→ Material provided
* begin *

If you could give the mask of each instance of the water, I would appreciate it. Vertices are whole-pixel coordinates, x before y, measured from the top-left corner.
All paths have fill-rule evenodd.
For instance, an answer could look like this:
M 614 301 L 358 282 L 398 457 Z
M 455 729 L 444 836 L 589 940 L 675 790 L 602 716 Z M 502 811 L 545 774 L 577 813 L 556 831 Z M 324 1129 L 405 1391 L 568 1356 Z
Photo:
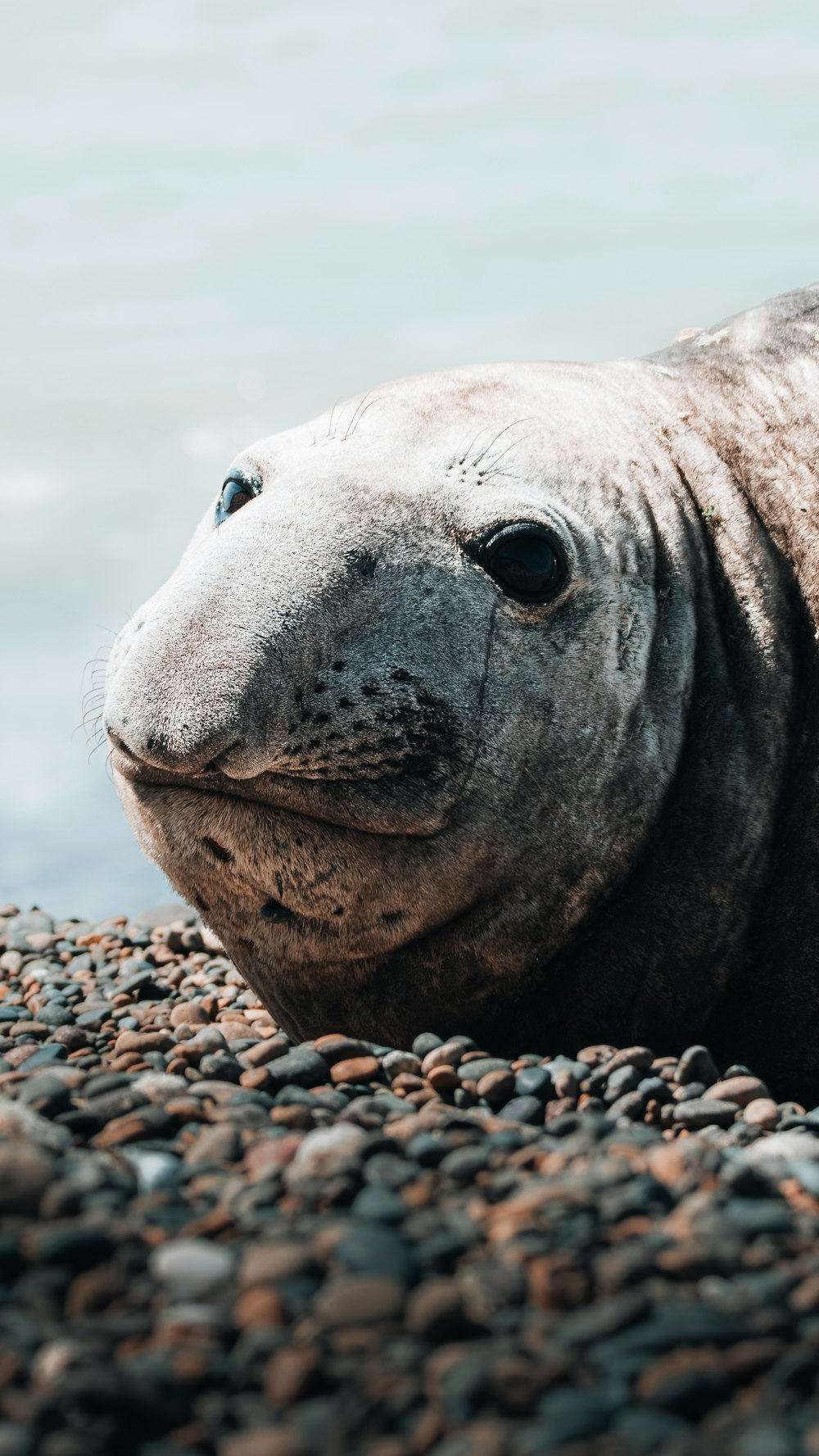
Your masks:
M 166 897 L 71 729 L 231 456 L 813 281 L 818 73 L 788 0 L 0 0 L 0 901 Z

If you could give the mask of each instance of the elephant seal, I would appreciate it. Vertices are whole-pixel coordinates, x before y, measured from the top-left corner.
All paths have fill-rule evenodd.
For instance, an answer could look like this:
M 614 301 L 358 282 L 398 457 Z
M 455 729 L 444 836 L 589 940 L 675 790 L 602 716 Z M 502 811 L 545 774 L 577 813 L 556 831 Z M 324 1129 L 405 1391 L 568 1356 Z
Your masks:
M 105 724 L 287 1031 L 708 1035 L 819 1095 L 818 416 L 819 285 L 234 460 Z

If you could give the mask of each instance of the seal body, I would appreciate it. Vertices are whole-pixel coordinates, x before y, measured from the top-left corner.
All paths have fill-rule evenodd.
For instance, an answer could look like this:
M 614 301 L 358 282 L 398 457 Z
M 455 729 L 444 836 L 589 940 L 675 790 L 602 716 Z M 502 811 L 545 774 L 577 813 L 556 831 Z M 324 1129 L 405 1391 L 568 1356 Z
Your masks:
M 119 635 L 137 837 L 291 1034 L 819 1095 L 819 287 L 687 333 L 250 447 Z

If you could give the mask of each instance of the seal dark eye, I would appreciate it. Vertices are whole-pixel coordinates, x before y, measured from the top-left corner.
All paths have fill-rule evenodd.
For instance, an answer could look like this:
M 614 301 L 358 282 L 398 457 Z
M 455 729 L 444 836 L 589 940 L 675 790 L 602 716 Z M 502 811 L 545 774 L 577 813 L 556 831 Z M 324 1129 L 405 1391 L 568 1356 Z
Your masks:
M 537 521 L 518 521 L 493 531 L 480 543 L 476 561 L 508 597 L 518 601 L 548 601 L 567 577 L 554 531 Z
M 225 480 L 217 501 L 217 526 L 221 526 L 228 515 L 236 515 L 236 513 L 240 511 L 243 505 L 247 505 L 247 502 L 257 494 L 259 488 L 250 480 Z

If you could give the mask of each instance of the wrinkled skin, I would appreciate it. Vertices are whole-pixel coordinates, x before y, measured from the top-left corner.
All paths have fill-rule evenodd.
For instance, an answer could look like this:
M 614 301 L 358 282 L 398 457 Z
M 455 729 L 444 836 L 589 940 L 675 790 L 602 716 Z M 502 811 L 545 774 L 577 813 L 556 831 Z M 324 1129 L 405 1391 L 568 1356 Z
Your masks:
M 819 1095 L 818 406 L 810 288 L 234 462 L 260 494 L 121 632 L 106 729 L 143 849 L 292 1035 L 708 1037 Z M 563 543 L 543 606 L 470 555 L 516 521 Z

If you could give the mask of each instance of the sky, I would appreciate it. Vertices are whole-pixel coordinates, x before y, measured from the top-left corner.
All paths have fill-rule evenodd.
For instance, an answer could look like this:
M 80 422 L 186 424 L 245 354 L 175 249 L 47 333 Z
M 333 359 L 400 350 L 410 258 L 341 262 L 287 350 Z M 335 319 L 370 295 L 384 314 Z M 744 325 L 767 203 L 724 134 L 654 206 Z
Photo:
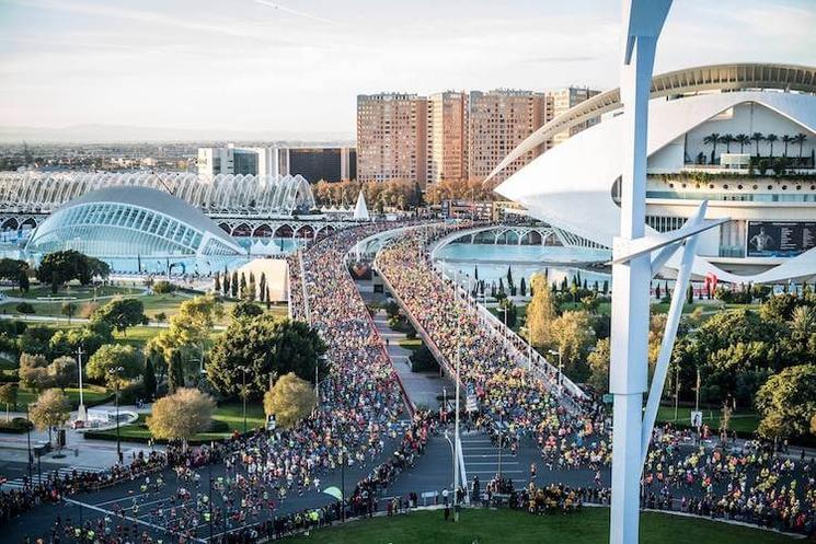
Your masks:
M 355 130 L 356 95 L 617 86 L 620 0 L 0 0 L 0 128 Z M 675 0 L 655 73 L 816 65 L 816 0 Z

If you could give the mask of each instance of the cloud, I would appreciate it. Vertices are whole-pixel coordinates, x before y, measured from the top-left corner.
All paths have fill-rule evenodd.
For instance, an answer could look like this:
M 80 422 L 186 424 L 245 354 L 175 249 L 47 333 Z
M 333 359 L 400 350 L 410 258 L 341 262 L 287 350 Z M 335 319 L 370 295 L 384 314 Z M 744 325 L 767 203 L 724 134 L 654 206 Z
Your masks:
M 310 13 L 306 13 L 306 12 L 302 12 L 302 11 L 292 10 L 291 8 L 287 8 L 285 5 L 280 5 L 279 3 L 268 2 L 267 0 L 255 0 L 255 3 L 260 3 L 262 5 L 268 5 L 269 8 L 273 8 L 275 10 L 283 11 L 283 12 L 289 13 L 291 15 L 297 15 L 299 18 L 309 19 L 311 21 L 318 21 L 319 23 L 334 24 L 334 25 L 340 24 L 338 22 L 332 21 L 331 19 L 323 19 L 323 18 L 319 18 L 317 15 L 312 15 Z
M 548 55 L 541 57 L 533 57 L 525 60 L 530 65 L 538 65 L 542 62 L 588 62 L 590 60 L 598 60 L 599 57 L 591 55 Z

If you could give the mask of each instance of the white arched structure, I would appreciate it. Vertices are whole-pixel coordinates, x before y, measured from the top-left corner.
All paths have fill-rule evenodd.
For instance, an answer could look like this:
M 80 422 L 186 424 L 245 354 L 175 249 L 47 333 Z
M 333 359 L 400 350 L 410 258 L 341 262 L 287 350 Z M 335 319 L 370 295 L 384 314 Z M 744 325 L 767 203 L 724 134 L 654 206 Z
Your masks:
M 750 68 L 750 69 L 749 69 Z M 733 78 L 715 78 L 714 74 L 733 74 Z M 816 69 L 804 67 L 758 65 L 734 65 L 709 69 L 689 69 L 658 76 L 653 81 L 653 99 L 648 105 L 650 130 L 647 155 L 650 161 L 666 154 L 671 146 L 682 142 L 685 135 L 693 131 L 712 118 L 722 116 L 734 108 L 752 104 L 767 108 L 784 123 L 808 135 L 816 141 Z M 777 79 L 773 79 L 775 77 Z M 671 84 L 669 84 L 671 83 Z M 744 86 L 754 89 L 739 90 Z M 772 89 L 797 89 L 802 92 L 763 91 L 757 86 Z M 655 88 L 658 88 L 655 91 Z M 710 92 L 724 90 L 728 92 Z M 676 93 L 703 92 L 696 95 L 675 96 Z M 657 96 L 655 99 L 654 96 Z M 671 100 L 667 100 L 671 96 Z M 553 227 L 574 232 L 606 247 L 612 246 L 612 239 L 620 225 L 620 207 L 613 190 L 623 171 L 623 116 L 612 115 L 620 108 L 618 91 L 609 91 L 571 109 L 562 117 L 553 119 L 528 140 L 522 142 L 502 164 L 508 164 L 526 149 L 540 144 L 552 134 L 575 126 L 590 113 L 606 112 L 609 115 L 599 124 L 578 132 L 565 142 L 541 154 L 524 169 L 516 172 L 496 187 L 501 195 L 525 205 L 530 215 L 547 221 Z M 762 130 L 761 127 L 756 128 Z M 751 144 L 752 146 L 752 144 Z M 778 148 L 780 149 L 778 143 Z M 650 169 L 652 163 L 650 163 Z M 498 171 L 499 169 L 497 169 Z M 737 181 L 732 182 L 736 186 Z M 756 183 L 756 182 L 754 182 Z M 709 196 L 696 199 L 693 195 L 685 202 L 682 199 L 660 206 L 686 205 L 689 213 L 702 199 L 710 199 L 709 218 L 728 218 L 735 213 L 752 213 L 751 219 L 790 219 L 793 215 L 801 220 L 813 221 L 816 192 L 809 182 L 788 188 L 784 201 L 758 201 L 755 194 L 745 196 L 731 187 L 723 198 Z M 742 185 L 739 185 L 742 187 Z M 725 185 L 728 188 L 728 185 Z M 781 192 L 782 187 L 773 188 Z M 765 186 L 760 187 L 760 192 Z M 795 194 L 793 194 L 795 189 Z M 798 196 L 797 196 L 798 195 Z M 648 194 L 647 194 L 648 198 Z M 796 198 L 801 202 L 793 201 Z M 656 200 L 650 199 L 650 206 Z M 778 217 L 781 213 L 785 216 Z M 798 210 L 798 211 L 797 211 Z M 651 231 L 651 229 L 650 229 Z M 652 231 L 654 232 L 654 231 Z M 677 268 L 681 252 L 668 262 L 667 266 Z M 792 257 L 780 259 L 757 259 L 765 265 L 763 270 L 754 274 L 735 274 L 713 264 L 706 256 L 696 256 L 692 271 L 697 276 L 714 274 L 729 282 L 781 282 L 789 279 L 808 279 L 816 274 L 816 248 Z M 772 267 L 771 267 L 772 266 Z
M 314 207 L 311 186 L 301 175 L 2 172 L 0 211 L 47 213 L 92 190 L 119 186 L 161 190 L 215 216 L 291 216 Z

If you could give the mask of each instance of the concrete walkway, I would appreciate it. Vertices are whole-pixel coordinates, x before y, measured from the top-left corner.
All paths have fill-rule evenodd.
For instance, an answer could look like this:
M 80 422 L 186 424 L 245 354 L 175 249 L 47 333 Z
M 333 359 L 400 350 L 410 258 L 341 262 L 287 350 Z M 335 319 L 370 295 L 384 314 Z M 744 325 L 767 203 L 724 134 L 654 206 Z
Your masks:
M 113 405 L 95 406 L 94 409 L 107 408 L 113 410 Z M 136 412 L 139 414 L 149 414 L 150 407 L 136 408 L 136 406 L 119 406 L 120 412 Z M 2 417 L 5 415 L 3 414 Z M 25 417 L 25 413 L 10 413 L 10 417 Z M 71 420 L 77 418 L 77 412 L 71 412 Z M 57 435 L 51 433 L 56 444 Z M 31 431 L 32 448 L 48 442 L 48 431 L 34 429 Z M 94 440 L 85 439 L 81 432 L 73 429 L 66 429 L 66 448 L 62 451 L 65 458 L 57 458 L 56 450 L 47 453 L 42 458 L 45 463 L 82 465 L 88 467 L 108 468 L 118 461 L 116 455 L 115 440 Z M 153 449 L 163 449 L 162 445 L 154 445 Z M 148 453 L 150 448 L 140 442 L 122 442 L 122 453 L 125 461 L 136 456 L 139 451 Z M 0 433 L 0 459 L 3 461 L 27 462 L 28 455 L 28 437 L 25 432 L 21 435 Z
M 373 323 L 382 339 L 387 340 L 388 355 L 411 401 L 417 406 L 439 409 L 441 403 L 437 401 L 437 396 L 443 394 L 444 387 L 447 387 L 450 395 L 453 391 L 452 382 L 446 378 L 439 378 L 437 372 L 412 372 L 409 357 L 413 351 L 400 346 L 400 340 L 405 339 L 405 334 L 388 326 L 384 311 L 380 310 L 375 314 Z

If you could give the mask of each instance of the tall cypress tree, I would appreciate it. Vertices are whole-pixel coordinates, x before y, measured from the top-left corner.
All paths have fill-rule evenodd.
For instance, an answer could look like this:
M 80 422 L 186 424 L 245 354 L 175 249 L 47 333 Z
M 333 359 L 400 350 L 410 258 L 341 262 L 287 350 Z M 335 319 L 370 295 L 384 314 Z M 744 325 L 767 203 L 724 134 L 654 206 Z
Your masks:
M 145 396 L 152 401 L 156 396 L 156 369 L 150 357 L 145 361 L 145 370 L 141 374 L 141 386 L 145 390 Z
M 184 386 L 184 359 L 182 359 L 181 350 L 173 350 L 168 367 L 168 389 L 170 393 L 175 393 Z

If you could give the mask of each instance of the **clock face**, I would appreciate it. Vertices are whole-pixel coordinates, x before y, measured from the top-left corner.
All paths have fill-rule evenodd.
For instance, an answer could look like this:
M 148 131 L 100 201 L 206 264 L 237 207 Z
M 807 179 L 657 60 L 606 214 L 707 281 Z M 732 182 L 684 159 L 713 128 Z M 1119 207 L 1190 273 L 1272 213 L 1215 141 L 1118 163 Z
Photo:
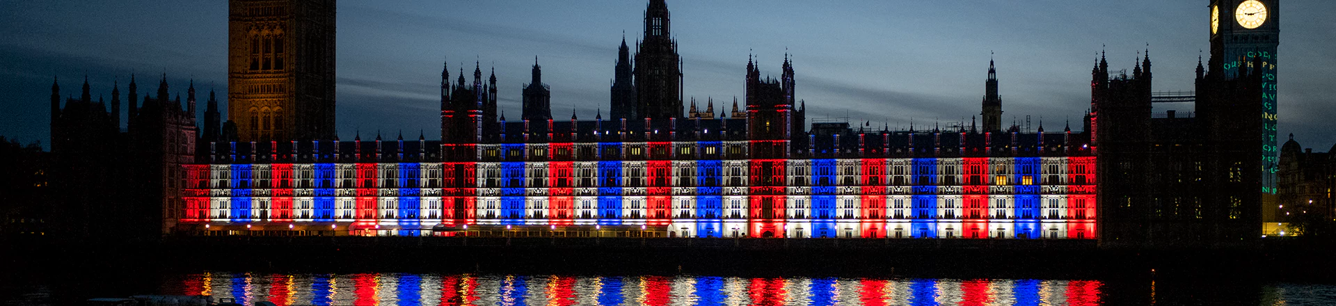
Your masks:
M 1220 5 L 1210 5 L 1210 33 L 1220 29 Z
M 1244 1 L 1238 4 L 1238 8 L 1234 8 L 1234 19 L 1238 20 L 1238 25 L 1244 25 L 1244 28 L 1261 27 L 1261 24 L 1267 21 L 1267 5 L 1263 5 L 1261 1 L 1257 0 Z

* end *

→ Brief
Could you render everything from the line containing "of the **clock" down to the end of the records as a numbered list, skipping blank lines and leaving the pictures out?

→ Result of this task
1. If you could give the mask of each instance of the **clock face**, I would appreciate it. Vertices are whole-pixel coordinates, x before y, measured from the top-left corner.
2. All paths have fill-rule evenodd.
3. For instance, an answer could look like this:
4. M 148 131 L 100 201 L 206 264 L 237 207 Z
5. M 807 179 L 657 60 L 606 214 L 707 281 Z M 732 182 L 684 159 L 713 128 Z M 1119 207 L 1190 273 L 1272 213 L 1215 141 L 1118 163 Z
6. Photo:
7. Your masks:
8. M 1220 5 L 1210 5 L 1210 33 L 1220 29 Z
9. M 1244 1 L 1238 4 L 1238 8 L 1234 8 L 1234 19 L 1238 20 L 1238 25 L 1244 25 L 1244 28 L 1261 27 L 1261 24 L 1267 21 L 1267 5 L 1263 5 L 1261 1 L 1257 0 Z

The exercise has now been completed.